With constructive dismissal, if an employee raises a complaint that they are being mistreated in the workplace causing them to resign, they can then make claims against the business and pursue compensation. 

Note: it’s highly recommended that you further research this topic or reach out to IRIS HR Consulting for guidance as it’s a very subjective area that carries a high amount of risk for your business.

Podcast: People management needs to change

Listen here

What is a disciplinary?

Disciplinaries are procedures led by the employer involving employees, which address negative or unprofessional employee behaviour, typically known as employee misconduct.

They are also used to address concerns from the employer such as fraudulent behaviour.

Depending on the seriousness of the misconduct, the disciplinary can range from delivering a verbal warning to terminating employment. 

Serious misconduct is typically defined as ‘gross misconduct’.

Disciplinary procedures are formal ways for employers to tackle workplace and employee issues.

It’s standard for these procedures to include a formal disciplinary hearing where the employee is given a chance to explain their side of the story.

### WHAT TO WORK ON
1. In the text on disciplinaries, what is serious misconduct typically defined as?
2. Please continue the text on disciplinaries from its last sentence.

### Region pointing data
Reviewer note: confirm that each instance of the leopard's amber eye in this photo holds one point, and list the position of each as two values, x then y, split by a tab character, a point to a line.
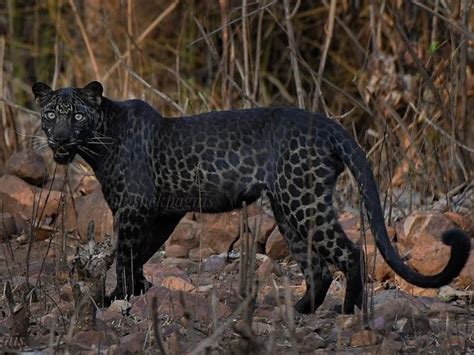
50	115
79	117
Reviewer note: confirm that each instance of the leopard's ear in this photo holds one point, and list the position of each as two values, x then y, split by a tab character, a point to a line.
41	92
94	91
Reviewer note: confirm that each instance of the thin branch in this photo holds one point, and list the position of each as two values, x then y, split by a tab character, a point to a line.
327	44
217	30
86	39
18	107
142	36
145	83
294	56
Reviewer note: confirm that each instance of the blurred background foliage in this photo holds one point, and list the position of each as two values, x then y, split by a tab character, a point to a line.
398	74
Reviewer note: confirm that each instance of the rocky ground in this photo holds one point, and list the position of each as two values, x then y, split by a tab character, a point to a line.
204	297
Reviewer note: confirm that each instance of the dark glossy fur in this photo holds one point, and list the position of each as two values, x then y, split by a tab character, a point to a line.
154	169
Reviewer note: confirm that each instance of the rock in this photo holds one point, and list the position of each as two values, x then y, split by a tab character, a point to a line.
363	338
176	251
120	306
267	225
424	224
415	290
184	238
390	346
261	328
88	185
28	166
219	232
177	284
214	263
465	280
188	266
156	271
94	208
17	197
405	315
264	271
382	271
198	254
133	343
7	225
177	304
97	340
277	246
464	222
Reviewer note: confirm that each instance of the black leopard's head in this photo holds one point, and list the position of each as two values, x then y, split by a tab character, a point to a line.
69	117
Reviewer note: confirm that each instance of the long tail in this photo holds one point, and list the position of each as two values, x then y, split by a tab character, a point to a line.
354	158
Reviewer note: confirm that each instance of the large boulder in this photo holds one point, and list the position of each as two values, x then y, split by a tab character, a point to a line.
29	166
18	198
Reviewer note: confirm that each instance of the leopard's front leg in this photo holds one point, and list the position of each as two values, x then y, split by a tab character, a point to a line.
134	228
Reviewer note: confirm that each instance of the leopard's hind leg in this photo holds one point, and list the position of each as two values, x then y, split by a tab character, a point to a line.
318	277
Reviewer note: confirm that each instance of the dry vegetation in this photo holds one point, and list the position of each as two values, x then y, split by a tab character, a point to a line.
398	74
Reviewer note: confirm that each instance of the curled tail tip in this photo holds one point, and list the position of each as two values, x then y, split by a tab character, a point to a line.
457	238
460	243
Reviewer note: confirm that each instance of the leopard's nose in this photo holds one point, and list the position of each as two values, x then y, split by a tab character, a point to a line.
62	139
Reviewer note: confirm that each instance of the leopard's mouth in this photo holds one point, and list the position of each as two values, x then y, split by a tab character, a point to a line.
63	156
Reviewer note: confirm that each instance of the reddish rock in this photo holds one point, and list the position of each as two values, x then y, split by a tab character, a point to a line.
415	290
214	263
264	271
177	284
17	197
177	304
465	280
97	340
132	343
382	272
28	166
88	185
277	246
363	338
185	235
428	224
464	222
218	232
94	208
176	251
267	225
7	225
156	271
198	254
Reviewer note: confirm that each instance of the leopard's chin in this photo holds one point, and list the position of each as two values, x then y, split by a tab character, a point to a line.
63	156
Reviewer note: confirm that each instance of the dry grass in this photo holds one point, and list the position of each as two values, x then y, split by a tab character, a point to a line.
402	69
398	74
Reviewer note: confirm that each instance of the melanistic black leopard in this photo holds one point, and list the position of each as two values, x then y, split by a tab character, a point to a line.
154	169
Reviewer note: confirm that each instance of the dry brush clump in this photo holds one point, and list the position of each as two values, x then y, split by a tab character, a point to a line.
398	74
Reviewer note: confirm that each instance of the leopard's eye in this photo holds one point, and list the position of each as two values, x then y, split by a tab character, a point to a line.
79	117
50	115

### RESPONSE LIST
1. Gross misconduct.

2.
The standard process normally looks like this:

  1. The employer identifies a misconduct concern
  2. The employer’s management investigates the concern and establishes the evidence of the proposed misconduct, this could include interviewing members of staff
  3. Once the employer has established the evidence of misconduct it must then make the decision to take further action or resolve the concern informally
  4. If the employer proceeds to take further formal action, it should then invite the employee to a disciplinary hearing, following the established disciplinary procedures and ensuring they have adhered to the ACAS code of practice
  5. The disciplinary hearing should be chaired (where possible) by a member of the employer’s management who didn’t complete the investigation to allow for an impartial decision to be reached
  6. The employer should reach a decision on the outcome and then present this outcome to the employee in writing, recording the outcome formally
  7. The employee then has the opportunity to appeal this decision following the company's appeals process.

What are common disciplinary issues?

A few common workplace disciplinary areas include:

  • Persistent lateness or unauthorised absences
  • Failure to meet job requirements
  • Inappropriate use/theft of company assets
  • Violations of company policies such as dress code, confidentiality agreements or social media guidelines
  • Failure to follow lawful and reasonable instructions
  • Acts of aggression
  • Use of alcohol or drugs that impact job performance and/or safety

Note: you should have a policy that describes what misconduct looks like in your company.

When to use a disciplinary

Disciplinaries are truly the most formal step, and it's advised you always try to resolve these issues informally if you can.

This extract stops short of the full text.